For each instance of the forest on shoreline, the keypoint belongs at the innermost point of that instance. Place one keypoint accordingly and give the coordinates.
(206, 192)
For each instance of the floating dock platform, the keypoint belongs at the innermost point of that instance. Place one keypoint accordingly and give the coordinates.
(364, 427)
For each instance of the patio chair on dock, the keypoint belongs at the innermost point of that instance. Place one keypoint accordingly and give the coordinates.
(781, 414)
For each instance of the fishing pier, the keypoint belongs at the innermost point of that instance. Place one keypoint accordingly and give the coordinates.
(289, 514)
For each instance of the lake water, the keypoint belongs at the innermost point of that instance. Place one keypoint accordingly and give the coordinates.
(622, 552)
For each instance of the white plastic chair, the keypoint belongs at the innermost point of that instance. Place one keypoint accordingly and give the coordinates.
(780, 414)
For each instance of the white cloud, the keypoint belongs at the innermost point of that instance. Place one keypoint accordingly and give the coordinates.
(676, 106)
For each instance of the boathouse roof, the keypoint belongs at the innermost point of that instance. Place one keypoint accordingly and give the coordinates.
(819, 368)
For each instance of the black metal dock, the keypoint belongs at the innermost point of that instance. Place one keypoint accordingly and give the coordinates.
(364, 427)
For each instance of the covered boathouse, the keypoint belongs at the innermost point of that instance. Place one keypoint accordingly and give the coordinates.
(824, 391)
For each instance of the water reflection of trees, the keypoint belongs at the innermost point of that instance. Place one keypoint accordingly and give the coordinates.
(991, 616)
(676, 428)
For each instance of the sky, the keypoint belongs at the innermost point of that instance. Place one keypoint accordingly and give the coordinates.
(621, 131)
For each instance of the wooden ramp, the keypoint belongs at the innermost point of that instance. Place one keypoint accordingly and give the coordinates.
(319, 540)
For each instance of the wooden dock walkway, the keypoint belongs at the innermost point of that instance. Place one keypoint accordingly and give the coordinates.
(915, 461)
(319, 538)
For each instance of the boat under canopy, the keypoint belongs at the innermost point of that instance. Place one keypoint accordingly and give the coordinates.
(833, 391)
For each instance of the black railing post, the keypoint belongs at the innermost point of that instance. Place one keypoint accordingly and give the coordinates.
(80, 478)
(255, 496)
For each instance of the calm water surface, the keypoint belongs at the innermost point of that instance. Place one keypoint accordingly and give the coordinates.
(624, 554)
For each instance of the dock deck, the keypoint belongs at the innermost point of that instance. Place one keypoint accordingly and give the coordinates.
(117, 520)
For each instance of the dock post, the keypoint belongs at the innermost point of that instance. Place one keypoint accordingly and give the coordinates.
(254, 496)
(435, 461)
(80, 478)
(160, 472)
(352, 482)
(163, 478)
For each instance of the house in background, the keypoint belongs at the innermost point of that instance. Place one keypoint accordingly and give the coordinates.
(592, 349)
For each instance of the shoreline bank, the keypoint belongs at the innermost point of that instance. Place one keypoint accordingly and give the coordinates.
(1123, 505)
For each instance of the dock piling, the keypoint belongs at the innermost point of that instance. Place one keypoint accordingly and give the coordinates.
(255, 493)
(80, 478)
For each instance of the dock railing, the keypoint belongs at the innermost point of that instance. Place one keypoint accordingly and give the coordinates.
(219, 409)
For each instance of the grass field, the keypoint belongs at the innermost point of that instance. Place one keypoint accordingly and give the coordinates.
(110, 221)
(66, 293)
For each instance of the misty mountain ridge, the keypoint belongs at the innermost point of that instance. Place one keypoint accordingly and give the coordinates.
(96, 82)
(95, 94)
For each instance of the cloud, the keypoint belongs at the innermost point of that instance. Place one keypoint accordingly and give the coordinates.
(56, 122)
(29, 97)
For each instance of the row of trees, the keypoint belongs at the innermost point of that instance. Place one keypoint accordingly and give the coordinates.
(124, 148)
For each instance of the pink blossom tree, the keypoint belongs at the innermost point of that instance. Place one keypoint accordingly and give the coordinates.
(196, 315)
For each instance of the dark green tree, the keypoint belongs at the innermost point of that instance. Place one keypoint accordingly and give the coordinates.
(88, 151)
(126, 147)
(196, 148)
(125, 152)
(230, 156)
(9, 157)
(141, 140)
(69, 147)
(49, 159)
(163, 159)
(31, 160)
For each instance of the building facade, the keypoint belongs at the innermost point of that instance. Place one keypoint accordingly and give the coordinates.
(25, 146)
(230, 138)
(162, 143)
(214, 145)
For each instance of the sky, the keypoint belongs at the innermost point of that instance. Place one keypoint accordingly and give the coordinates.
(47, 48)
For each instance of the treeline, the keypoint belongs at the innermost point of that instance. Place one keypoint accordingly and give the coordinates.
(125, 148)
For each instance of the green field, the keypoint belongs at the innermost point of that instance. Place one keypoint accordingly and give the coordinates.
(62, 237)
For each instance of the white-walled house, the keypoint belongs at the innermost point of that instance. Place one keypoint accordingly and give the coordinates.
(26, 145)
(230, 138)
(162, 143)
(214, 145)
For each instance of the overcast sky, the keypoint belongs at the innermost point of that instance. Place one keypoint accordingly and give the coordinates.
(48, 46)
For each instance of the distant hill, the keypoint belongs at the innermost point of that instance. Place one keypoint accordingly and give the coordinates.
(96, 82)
========================
Retype every entry word for word.

● **Answer space**
For each instance of the forest on shoreline, the keypoint belongs at the innermost point of that instance. Place one keypoint accordingly and give the coordinates.
(206, 192)
For each instance of the floating dock platform, the keypoint belongs at the innermost point of that instance. Place one keypoint accordingly and give the coordinates.
(364, 427)
For each instance of the patio chair on dock, the keypoint belongs at the innermost point of that instance. Place one keypoint accordingly and give the coordinates.
(781, 414)
For each instance of the fishing pier, the keypoint belongs at the innermost point of that instance. Place one keypoint accordingly and give the coordinates.
(289, 514)
For each instance of the lake water, the keypoint belongs at the innermost point of that instance. Place one keypoint accordingly and give the coordinates.
(622, 552)
For each instance of the white plastic chair, the keypoint belongs at the innermost point of that instance. Place one keypoint accordingly and give the coordinates.
(780, 414)
For each instance of the white cloud, the keypoint belongs at the innermost point of that instance. Place one keypoint accordingly and give the coordinates.
(676, 106)
For each instance of the boathouse roof, the keypoint belongs at the innermost point of that instance. Place one keypoint accordingly and give the coordinates.
(819, 368)
For each instance of the black metal dock, the keypoint belongs at the innermost point of that instance. Place one keypoint accordingly and give the coordinates.
(364, 427)
For each instance of the covered boathouse, the keypoint belongs at the innermost point of that instance. Place one keypoint accordingly and give the coordinates.
(824, 391)
For each instance of the water reflection of trees, the keypoint belongs at the innermost point of that instance. Place one keypoint accordingly and give the coordinates.
(991, 616)
(676, 428)
For each instance of the sky, the keypoint belongs at the innermost point of that instance. Place one keypoint accordingly and give the coordinates.
(621, 131)
For each instance of the wooden ramp, the keypoint belongs at the innermost point of that instance. Place one keypoint accordingly and give the coordinates.
(319, 540)
For each instance of the wooden dock walkway, the keypoint belongs at the innermost point of that instance. Place one keypoint accordingly and give the coordinates.
(915, 461)
(319, 538)
For each instance of the boat under canopy, the keypoint belongs at the innermost point of that instance. Place one keypoint accordingly and give the coordinates.
(833, 391)
For each instance of the black railing post, the keypoint belongs at the innermost point of that instance. Place one keypoint accordingly and give the coordinates.
(80, 478)
(255, 496)
For each instance of the calm water surface, the keypoint belongs at the innermost point of that instance. Place one keypoint accordingly and give the coordinates.
(624, 554)
For each instance of the dock deck, the keypoint belongs at the innermost point of that instance. Place one keypoint accordingly and give the coordinates.
(117, 520)
For each instance of the dock post, the keypoint belongs at the innermost point of that instance. Place one keypoint accordingly and give the coordinates.
(254, 496)
(435, 461)
(80, 478)
(160, 472)
(352, 482)
(163, 478)
For each instance of the house in background, the keypoint belongs at the innermost point of that instance. Place one keypoint accordingly and give the coordinates.
(592, 349)
For each instance of the shoreline bank, the keypoint belongs at the innermost point of that instance. Place one keypoint accordingly and give the coordinates.
(1123, 505)
For each instance of the dock piling, the keypoint belongs at the innermost point of that instance. Place one keypoint accordingly and give the coordinates.
(255, 493)
(80, 478)
For each instance of the dock railing, the keypoint belongs at the innermost point of that instance. Place one keypoint accordingly and give the coordinates.
(219, 409)
For each instance of the grass field, the keypoint belongs at the innermost point of that instance. Place one keypoint accordingly and give the coordinates.
(110, 221)
(66, 293)
For each instance of the misty mountain ridge, the keypoint belongs at the innermost point of that instance. Place one keypoint accordingly and give the coordinates.
(96, 82)
(95, 94)
For each instance of the cloud, the keypoint belongs at the innermost point of that instance. Place one keypoint accordingly and give the coordinates.
(56, 122)
(29, 97)
For each instance of the row of trees, the keypoint belongs at the innermost point of that instance. Place one keypoint accordingly and give the coordinates.
(124, 148)
For each instance of the pink blossom tree, the keypoint belongs at the innermost point of that instance. Place one keypoint accordingly and give the coordinates.
(196, 315)
For each instance of the dark green tree, the keypoint belongs at the innermost point of that instance. Place one keypoint accordingly and give the coordinates.
(88, 151)
(126, 147)
(196, 148)
(125, 152)
(230, 156)
(9, 157)
(141, 140)
(69, 147)
(49, 159)
(163, 159)
(31, 160)
For each instance of the building facade, the keypoint belongs at the innermost point of that instance. Place one keypoint accordingly and give the coordinates.
(25, 146)
(230, 138)
(162, 143)
(214, 145)
For each instance of the sky, the keypoint belongs at the innermost point of that instance. Place one keypoint accordingly and give the coordinates.
(47, 48)
For each instance of the treeline, the keypoint belongs at the innermost point of that instance. Place one keypoint accordingly and give the coordinates.
(125, 148)
For each instance of the green field, the keypoint belongs at the innermost point of that instance. Place one keypoint accordingly and give the coordinates.
(62, 237)
For each instance of the white-walled house, the keypoint belongs at the innermost point of that instance. Place one keypoint accordingly and give the coordinates.
(26, 145)
(230, 138)
(162, 143)
(214, 145)
For each instance of the overcast sky, the keypoint belongs at the innermost point of that instance. Place one keypoint accordingly and give the coordinates.
(48, 46)
For each instance of the distant hill, the keypoint belongs at the innermost point of that instance. Place one keypoint accordingly and give the coordinates.
(96, 82)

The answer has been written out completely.